■ TASK INSTRUCTIONS ■
Restate the entries below verbatim.

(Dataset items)
++++

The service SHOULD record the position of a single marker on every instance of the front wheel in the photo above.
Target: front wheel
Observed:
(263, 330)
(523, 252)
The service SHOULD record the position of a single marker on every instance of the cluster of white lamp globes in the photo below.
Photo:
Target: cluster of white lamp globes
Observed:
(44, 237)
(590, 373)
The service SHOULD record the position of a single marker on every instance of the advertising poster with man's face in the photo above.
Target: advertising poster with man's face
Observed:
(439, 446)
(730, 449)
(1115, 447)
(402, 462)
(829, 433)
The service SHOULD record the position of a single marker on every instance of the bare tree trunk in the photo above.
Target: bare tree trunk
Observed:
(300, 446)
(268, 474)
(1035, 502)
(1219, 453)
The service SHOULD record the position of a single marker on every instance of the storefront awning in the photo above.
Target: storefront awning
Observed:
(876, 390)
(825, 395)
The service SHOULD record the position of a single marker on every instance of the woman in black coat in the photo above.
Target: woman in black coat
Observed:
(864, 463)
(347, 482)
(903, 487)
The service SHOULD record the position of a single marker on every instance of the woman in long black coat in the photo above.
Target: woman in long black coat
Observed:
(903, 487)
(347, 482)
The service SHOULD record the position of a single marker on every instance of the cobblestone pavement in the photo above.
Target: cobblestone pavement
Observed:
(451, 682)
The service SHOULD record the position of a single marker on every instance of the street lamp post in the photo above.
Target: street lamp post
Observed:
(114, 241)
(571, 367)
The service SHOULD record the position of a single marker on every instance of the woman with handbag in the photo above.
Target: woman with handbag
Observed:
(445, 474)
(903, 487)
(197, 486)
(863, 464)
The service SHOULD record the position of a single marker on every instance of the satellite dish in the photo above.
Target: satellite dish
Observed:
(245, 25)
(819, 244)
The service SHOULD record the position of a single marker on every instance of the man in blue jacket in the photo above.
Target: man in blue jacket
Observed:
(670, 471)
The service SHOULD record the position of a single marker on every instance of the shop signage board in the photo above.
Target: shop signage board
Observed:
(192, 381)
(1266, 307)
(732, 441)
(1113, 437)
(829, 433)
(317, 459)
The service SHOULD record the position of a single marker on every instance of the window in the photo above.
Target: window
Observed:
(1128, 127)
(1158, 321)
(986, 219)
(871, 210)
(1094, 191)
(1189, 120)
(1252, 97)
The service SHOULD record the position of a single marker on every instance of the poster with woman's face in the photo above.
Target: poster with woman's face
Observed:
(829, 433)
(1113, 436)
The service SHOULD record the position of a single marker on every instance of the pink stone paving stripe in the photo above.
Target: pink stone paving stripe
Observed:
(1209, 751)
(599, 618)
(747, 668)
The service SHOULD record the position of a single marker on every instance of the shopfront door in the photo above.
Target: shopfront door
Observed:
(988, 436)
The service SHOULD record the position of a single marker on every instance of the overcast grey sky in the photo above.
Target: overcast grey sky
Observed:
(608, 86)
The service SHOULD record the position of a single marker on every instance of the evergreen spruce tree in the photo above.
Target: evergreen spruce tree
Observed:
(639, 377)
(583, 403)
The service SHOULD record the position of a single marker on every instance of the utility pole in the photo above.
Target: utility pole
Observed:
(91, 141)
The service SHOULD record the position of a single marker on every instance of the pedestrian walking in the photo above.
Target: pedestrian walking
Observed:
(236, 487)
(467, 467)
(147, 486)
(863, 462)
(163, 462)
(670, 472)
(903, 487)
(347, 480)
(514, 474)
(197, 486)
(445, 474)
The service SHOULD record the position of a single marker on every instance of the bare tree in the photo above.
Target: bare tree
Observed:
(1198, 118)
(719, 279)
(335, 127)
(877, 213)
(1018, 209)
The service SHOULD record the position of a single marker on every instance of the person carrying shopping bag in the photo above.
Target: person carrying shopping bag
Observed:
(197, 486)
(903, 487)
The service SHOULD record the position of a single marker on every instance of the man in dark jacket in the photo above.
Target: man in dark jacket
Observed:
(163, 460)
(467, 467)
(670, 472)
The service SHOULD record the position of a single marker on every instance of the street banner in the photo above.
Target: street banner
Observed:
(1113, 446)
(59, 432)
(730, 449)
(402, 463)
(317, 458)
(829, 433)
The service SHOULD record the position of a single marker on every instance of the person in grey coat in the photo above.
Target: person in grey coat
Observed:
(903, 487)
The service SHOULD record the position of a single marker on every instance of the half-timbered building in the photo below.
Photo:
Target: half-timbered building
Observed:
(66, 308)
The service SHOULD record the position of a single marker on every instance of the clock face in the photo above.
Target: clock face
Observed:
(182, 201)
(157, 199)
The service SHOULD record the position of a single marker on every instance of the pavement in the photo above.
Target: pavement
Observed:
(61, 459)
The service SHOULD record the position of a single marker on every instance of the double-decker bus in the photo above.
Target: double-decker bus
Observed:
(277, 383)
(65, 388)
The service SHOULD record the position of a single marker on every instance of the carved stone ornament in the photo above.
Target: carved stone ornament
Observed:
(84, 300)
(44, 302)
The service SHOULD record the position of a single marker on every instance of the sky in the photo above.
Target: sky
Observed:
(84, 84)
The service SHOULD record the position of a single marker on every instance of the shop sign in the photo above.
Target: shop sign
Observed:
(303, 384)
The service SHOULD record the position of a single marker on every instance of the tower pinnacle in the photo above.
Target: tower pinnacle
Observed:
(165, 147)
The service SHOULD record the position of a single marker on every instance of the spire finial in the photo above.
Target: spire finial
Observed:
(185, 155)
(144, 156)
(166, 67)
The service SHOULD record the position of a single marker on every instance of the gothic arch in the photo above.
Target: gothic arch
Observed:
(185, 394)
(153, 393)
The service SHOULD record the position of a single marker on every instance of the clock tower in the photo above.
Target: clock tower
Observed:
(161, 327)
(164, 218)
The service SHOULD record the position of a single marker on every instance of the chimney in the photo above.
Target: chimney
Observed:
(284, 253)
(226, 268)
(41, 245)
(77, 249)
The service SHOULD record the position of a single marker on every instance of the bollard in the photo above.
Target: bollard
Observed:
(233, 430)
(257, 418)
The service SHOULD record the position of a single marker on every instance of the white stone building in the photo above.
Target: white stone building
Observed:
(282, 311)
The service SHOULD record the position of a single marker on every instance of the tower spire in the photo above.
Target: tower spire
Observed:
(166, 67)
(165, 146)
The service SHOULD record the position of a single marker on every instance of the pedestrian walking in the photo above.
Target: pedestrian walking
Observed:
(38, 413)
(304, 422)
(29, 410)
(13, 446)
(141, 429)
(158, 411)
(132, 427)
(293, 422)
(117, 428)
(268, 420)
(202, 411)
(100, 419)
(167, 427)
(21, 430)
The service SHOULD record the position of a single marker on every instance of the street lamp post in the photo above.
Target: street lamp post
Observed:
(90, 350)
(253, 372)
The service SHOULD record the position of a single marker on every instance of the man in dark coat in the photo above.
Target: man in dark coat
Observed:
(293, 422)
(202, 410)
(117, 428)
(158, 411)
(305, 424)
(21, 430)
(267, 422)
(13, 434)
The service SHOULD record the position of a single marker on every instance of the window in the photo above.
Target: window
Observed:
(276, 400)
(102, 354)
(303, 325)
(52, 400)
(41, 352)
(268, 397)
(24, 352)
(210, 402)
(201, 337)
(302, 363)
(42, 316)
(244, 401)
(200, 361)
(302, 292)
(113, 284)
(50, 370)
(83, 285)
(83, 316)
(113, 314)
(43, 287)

++++

■ SOLUTION FOR THIS PROBLEM ■
The service SHOULD record the position of a single marker on every instance of the front wheel in the photo above.
Target: front wheel
Observed:
(263, 330)
(523, 252)
The service SHOULD record the position of a single marker on every instance of the cluster of white lamp globes in the photo below.
Photo:
Target: cluster of white lamp globes
Observed:
(44, 237)
(590, 373)
The service SHOULD record the position of a single marker on every instance of the advertising poster with man's face in the photo above.
Target: advertising poster with man's face
Observed:
(439, 446)
(730, 449)
(1115, 447)
(402, 462)
(829, 433)
The service SHOULD record the position of a single marker on every instance of the bare tree trunk in the photo above.
Target: bare tree trunk
Observed:
(300, 446)
(268, 474)
(1035, 502)
(1219, 453)
The service SHOULD record the position of a single marker on every instance of the storefront awning in the photo above.
Target: storefront awning
Observed:
(876, 390)
(825, 395)
The service SHOULD record the position of a single marker on every instance of the woman in black coat in the photo above.
Target: woman in black coat
Observed:
(864, 463)
(347, 482)
(903, 487)
The service SHOULD record the position of a single marker on every instance of the woman in long black coat in the photo above.
Target: woman in long black coat
Observed:
(903, 487)
(347, 482)
The service SHOULD record the position of a single marker on every instance of the cobblestone pavement in the photo above.
Target: cobblestone pavement
Observed:
(451, 682)
The service SHOULD record the position of a single marker on every instance of the street lamp post in the photo above.
Target: street lamp post
Observed:
(114, 241)
(571, 367)
The service SHOULD record the position of a single marker on every instance of the woman with handbag in the photo above.
Target: woman with handbag
Observed:
(445, 474)
(903, 487)
(197, 486)
(863, 464)
The service SHOULD record the position of a single marker on every instance of the satellite dish in the photo above.
Target: satellite dish
Observed:
(245, 25)
(819, 244)
The service SHOULD record the position of a single marker on every instance of the man in blue jacket in the photo above.
Target: man in blue jacket
Observed:
(670, 471)
The service SHOULD record the position of a single marker on every instance of the shop signage board in the photo above.
Target: shop signage board
Observed:
(192, 381)
(1266, 307)
(732, 441)
(1113, 437)
(829, 433)
(317, 459)
The service SHOULD record the position of a single marker on every instance of the window in the photo above.
Target: window
Observed:
(1128, 127)
(1158, 321)
(986, 219)
(871, 210)
(1094, 191)
(1189, 120)
(1252, 97)
The service SHOULD record the position of a single marker on every instance of the poster with woman's face in the photo above.
Target: poster with woman's face
Observed:
(829, 433)
(1113, 436)
The service SHOULD record the position of a single marker on every instance of the pink stone paving stripe in the photo above.
Target: pink stone paving stripe
Observed:
(1209, 751)
(599, 618)
(747, 668)
The service SHOULD record the position of a single marker on every instance of the shopfront door in the photo above.
Target: shopfront door
Observed:
(988, 436)
The service SHOULD record the position of a single marker on every instance of the overcast grey sky in the photo above.
Target: overcast grey sky
Observed:
(608, 86)
The service SHOULD record the position of a single marker on every instance of the evergreen spruce tree in the photo above.
Target: evergreen spruce tree
Observed:
(639, 377)
(583, 403)
The service SHOULD record the position of a single marker on every instance of the utility pole in the photo above.
Target: utility pole
Observed:
(91, 141)
The service SHOULD record the position of a single marker on every instance of the pedestrian walking in the photo above.
Target: pedestrian walking
Observed:
(236, 487)
(467, 467)
(147, 486)
(863, 462)
(163, 462)
(670, 472)
(903, 487)
(347, 480)
(514, 474)
(197, 486)
(445, 474)
The service SHOULD record the position of a single marker on every instance of the bare tree in the photo above.
Target: bare tree
Observed:
(1198, 118)
(719, 279)
(335, 127)
(877, 213)
(1018, 209)
The service SHOULD record the position of a single marker on every instance of the person carrying shopping bag in the photo above.
Target: person carrying shopping bag
Observed:
(197, 486)
(903, 487)
The service SHOULD record the position of a single marker on every instance of the man in dark jacket in the photo above.
Target: man in dark jacket
Observed:
(163, 460)
(467, 467)
(670, 472)
The service SHOULD record the position of a single marker on every instance of the street banner in the photo above.
Target: street banner
Observed:
(1113, 446)
(59, 432)
(730, 449)
(402, 463)
(317, 458)
(829, 433)
The service SHOULD record the position of a single marker on every instance of the person in grey coat in the photo above.
Target: person in grey coat
Observed:
(903, 487)
The service SHOULD record the position of a single marker on every instance of the half-timbered building in the photo below.
Photo:
Target: half-timbered building
Observed:
(66, 308)
The service SHOULD record the position of a single marker on every instance of the clock face in the photo above.
Target: clock face
Observed:
(182, 201)
(157, 199)
The service SHOULD record the position of a single marker on every instance of the pavement in the photo above.
Target: pavement
Observed:
(61, 459)
The service SHOULD record the position of a single marker on every instance of the double-decker bus in the photo above.
Target: double-decker bus
Observed:
(277, 383)
(65, 388)
The service SHOULD record the position of a single marker on every instance of the carved stone ornament in the photo above.
Target: carved stone ornament
Observed:
(84, 300)
(44, 302)
The service SHOULD record the position of a single marker on every instance of the sky in the photo above.
Target: sky
Observed:
(84, 84)
The service SHOULD record the position of a single marker on every instance of the shop sign in the photo above.
Target: shop sign
Observed:
(303, 384)
The service SHOULD record the position of a single marker on every instance of the tower pinnacle in the photo above.
Target: tower pinnacle
Observed:
(165, 147)
The service SHOULD record the position of a single marker on every instance of the spire finial in the photo above.
Target: spire finial
Observed:
(185, 155)
(144, 156)
(166, 67)
The service SHOULD record the position of a single marker on every instance of the gothic arch in the photo above.
Target: gothic arch
Observed:
(185, 394)
(153, 393)
The service SHOULD record the position of a single marker on every instance of the clock tower in the photo above.
Target: clock tower
Observed:
(161, 327)
(164, 218)
The service SHOULD record the position of a single marker on every instance of the chimney in the photo above.
Target: chimney
Observed:
(284, 253)
(226, 268)
(41, 245)
(77, 249)
The service SHOULD record the position of a single marker on every instance of the bollard in the photo above.
Target: bollard
Observed:
(233, 430)
(257, 418)
The service SHOULD record the position of a single marker on every instance of the white stone building in the photo above.
Target: white stone building
Observed:
(282, 311)
The service SHOULD record the position of a single marker on every instance of the tower spire in the photo above.
Target: tower spire
Observed:
(166, 67)
(165, 146)
The service SHOULD record the position of a single marker on every instance of the pedestrian walking in the photo above.
Target: pedestrian walking
Observed:
(38, 413)
(304, 422)
(29, 410)
(13, 446)
(141, 429)
(158, 411)
(132, 427)
(293, 422)
(117, 428)
(268, 420)
(202, 411)
(100, 419)
(167, 427)
(21, 430)
The service SHOULD record the position of a single marker on every instance of the street lamp post in the photo above.
Target: street lamp post
Observed:
(90, 350)
(253, 372)
The service SHOULD record the position of a single marker on every instance of the man in dark coat in the photo above.
Target: man in dark coat
Observed:
(293, 422)
(202, 410)
(117, 428)
(158, 411)
(305, 424)
(21, 430)
(267, 422)
(13, 434)
The service SHOULD record the position of a single marker on every instance of the window in the photo above.
Target: window
Observed:
(276, 400)
(102, 354)
(303, 325)
(52, 400)
(41, 352)
(268, 397)
(24, 352)
(210, 402)
(201, 337)
(302, 363)
(42, 316)
(244, 401)
(200, 361)
(302, 292)
(113, 284)
(50, 370)
(83, 285)
(83, 316)
(113, 314)
(43, 287)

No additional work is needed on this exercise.